» DATA TO PROCESS
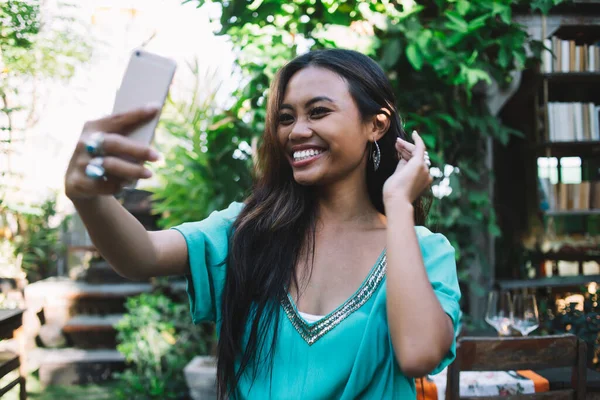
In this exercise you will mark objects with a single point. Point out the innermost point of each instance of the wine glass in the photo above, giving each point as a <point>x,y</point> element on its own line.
<point>499,312</point>
<point>526,318</point>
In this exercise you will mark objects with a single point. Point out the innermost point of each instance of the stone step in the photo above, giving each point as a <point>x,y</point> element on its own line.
<point>201,377</point>
<point>92,331</point>
<point>75,366</point>
<point>100,272</point>
<point>62,298</point>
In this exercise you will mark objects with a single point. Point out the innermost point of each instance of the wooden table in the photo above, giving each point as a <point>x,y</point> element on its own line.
<point>560,378</point>
<point>11,320</point>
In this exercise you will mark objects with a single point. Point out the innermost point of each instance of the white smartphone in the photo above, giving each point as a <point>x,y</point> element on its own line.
<point>146,81</point>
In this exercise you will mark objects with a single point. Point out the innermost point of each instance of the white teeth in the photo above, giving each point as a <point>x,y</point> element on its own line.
<point>300,155</point>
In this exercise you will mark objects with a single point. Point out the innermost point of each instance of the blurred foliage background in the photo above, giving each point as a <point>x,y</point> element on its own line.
<point>441,57</point>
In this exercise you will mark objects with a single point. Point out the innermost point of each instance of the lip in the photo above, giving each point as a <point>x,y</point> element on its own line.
<point>307,161</point>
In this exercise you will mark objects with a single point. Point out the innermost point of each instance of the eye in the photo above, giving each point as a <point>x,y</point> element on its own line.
<point>285,119</point>
<point>319,112</point>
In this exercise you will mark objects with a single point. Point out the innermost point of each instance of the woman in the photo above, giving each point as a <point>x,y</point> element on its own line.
<point>321,284</point>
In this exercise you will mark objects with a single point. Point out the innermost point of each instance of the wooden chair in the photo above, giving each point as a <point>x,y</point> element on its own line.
<point>520,353</point>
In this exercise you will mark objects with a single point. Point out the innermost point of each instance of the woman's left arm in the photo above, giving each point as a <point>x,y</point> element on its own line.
<point>421,331</point>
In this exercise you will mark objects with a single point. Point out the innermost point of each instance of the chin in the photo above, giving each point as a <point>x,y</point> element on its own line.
<point>306,179</point>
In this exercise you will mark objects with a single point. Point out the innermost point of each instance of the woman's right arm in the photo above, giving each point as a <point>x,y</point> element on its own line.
<point>120,238</point>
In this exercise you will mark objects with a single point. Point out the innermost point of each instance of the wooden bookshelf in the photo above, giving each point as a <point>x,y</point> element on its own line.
<point>560,213</point>
<point>548,282</point>
<point>563,130</point>
<point>568,149</point>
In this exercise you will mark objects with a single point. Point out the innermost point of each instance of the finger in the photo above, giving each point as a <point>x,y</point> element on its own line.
<point>124,122</point>
<point>406,145</point>
<point>419,151</point>
<point>120,169</point>
<point>403,152</point>
<point>84,184</point>
<point>120,145</point>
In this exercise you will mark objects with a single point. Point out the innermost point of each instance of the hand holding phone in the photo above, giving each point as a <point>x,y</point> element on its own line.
<point>146,82</point>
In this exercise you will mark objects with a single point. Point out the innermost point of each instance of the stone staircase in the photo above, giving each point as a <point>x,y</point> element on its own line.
<point>74,341</point>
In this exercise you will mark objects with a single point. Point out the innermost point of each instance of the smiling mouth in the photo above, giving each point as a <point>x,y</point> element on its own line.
<point>306,154</point>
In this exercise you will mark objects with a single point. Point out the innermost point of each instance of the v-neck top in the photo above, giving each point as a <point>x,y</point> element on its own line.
<point>348,353</point>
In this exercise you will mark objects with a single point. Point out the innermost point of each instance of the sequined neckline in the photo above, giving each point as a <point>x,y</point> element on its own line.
<point>311,332</point>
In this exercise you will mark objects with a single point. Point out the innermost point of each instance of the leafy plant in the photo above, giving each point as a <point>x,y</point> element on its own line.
<point>440,57</point>
<point>207,163</point>
<point>158,340</point>
<point>35,240</point>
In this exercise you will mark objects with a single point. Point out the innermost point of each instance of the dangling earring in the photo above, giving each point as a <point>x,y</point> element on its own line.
<point>376,156</point>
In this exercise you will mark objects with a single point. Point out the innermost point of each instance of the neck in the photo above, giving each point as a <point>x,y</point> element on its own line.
<point>347,201</point>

» GOAL OF THE EXERCISE
Please reproduce the stretch of the listing from the line containing "the white teeth" through the line containing "<point>319,112</point>", shifting every x and y coordinate in the answer points by -87 and keeping all other lines unchanged.

» SOLVED EXERCISE
In this exercise you will mark objects with a single point. Point out the innermost point of each instance of the white teeth in the photo above, giving each point as a <point>x,y</point> element on its own line.
<point>213,68</point>
In this exercise you will mark objects with a single point. Point out the innermost point of each instance of the blurred foliage background in the photo above, giving each point as a <point>x,y</point> element on its own line.
<point>354,-30</point>
In this exercise you will mark objects with a single point. Point out the innermost point of each instance of the lip in the photo above, giving each point as a <point>x,y</point> element on its own line.
<point>220,74</point>
In this exercise you will mark objects with a single point. Point out the innermost point of each instance of the eye in the photo above, giving each point as a <point>x,y</point> element on its own line.
<point>198,32</point>
<point>232,25</point>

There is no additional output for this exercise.